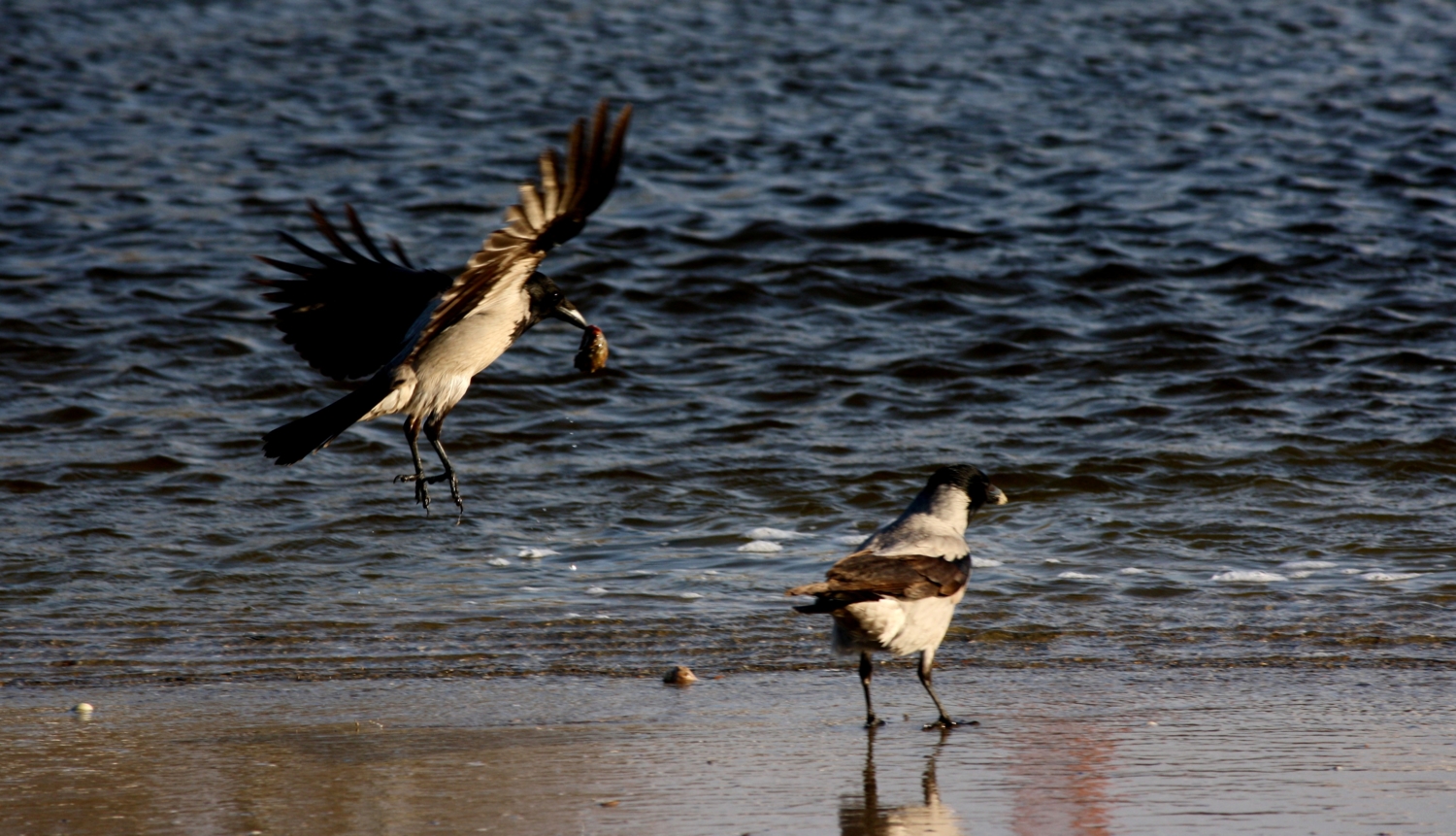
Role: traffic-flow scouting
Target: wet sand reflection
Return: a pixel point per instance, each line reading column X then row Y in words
column 864, row 816
column 1060, row 769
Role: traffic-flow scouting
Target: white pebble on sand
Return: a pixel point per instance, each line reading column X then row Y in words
column 1248, row 577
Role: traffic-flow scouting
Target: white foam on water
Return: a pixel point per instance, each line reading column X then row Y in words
column 1307, row 565
column 1382, row 577
column 774, row 535
column 1248, row 577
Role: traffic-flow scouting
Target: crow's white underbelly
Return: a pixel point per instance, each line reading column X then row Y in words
column 440, row 375
column 896, row 625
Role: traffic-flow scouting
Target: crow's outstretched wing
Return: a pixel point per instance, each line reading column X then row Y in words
column 348, row 318
column 549, row 213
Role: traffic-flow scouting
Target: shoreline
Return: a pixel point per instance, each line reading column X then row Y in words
column 1069, row 752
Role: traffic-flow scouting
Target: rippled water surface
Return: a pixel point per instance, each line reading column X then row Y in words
column 1178, row 276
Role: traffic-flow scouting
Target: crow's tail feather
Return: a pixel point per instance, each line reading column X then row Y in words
column 296, row 439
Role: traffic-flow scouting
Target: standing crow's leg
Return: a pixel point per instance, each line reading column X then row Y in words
column 926, row 661
column 433, row 433
column 418, row 477
column 867, row 670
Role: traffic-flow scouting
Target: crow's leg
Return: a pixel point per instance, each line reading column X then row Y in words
column 926, row 661
column 433, row 433
column 867, row 670
column 418, row 477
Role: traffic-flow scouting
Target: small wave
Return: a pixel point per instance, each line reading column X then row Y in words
column 774, row 535
column 1248, row 577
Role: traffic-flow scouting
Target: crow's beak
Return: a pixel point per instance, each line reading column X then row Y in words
column 567, row 312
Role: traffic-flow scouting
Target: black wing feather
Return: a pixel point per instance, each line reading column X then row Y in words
column 348, row 318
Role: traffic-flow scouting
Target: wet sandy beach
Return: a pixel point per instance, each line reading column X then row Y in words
column 1059, row 752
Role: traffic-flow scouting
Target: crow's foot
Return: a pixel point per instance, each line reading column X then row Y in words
column 454, row 489
column 948, row 722
column 421, row 489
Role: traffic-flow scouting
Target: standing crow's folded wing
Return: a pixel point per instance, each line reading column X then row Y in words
column 865, row 577
column 549, row 213
column 349, row 318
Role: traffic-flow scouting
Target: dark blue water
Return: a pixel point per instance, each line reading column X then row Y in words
column 1178, row 276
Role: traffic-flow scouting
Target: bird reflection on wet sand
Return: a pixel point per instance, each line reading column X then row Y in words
column 864, row 816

**The exercise:** Extract every line in the records above that contains the word "white".

**Reply:**
Target: white pebble on sand
Target: white foam on water
Target: crow's white underbelly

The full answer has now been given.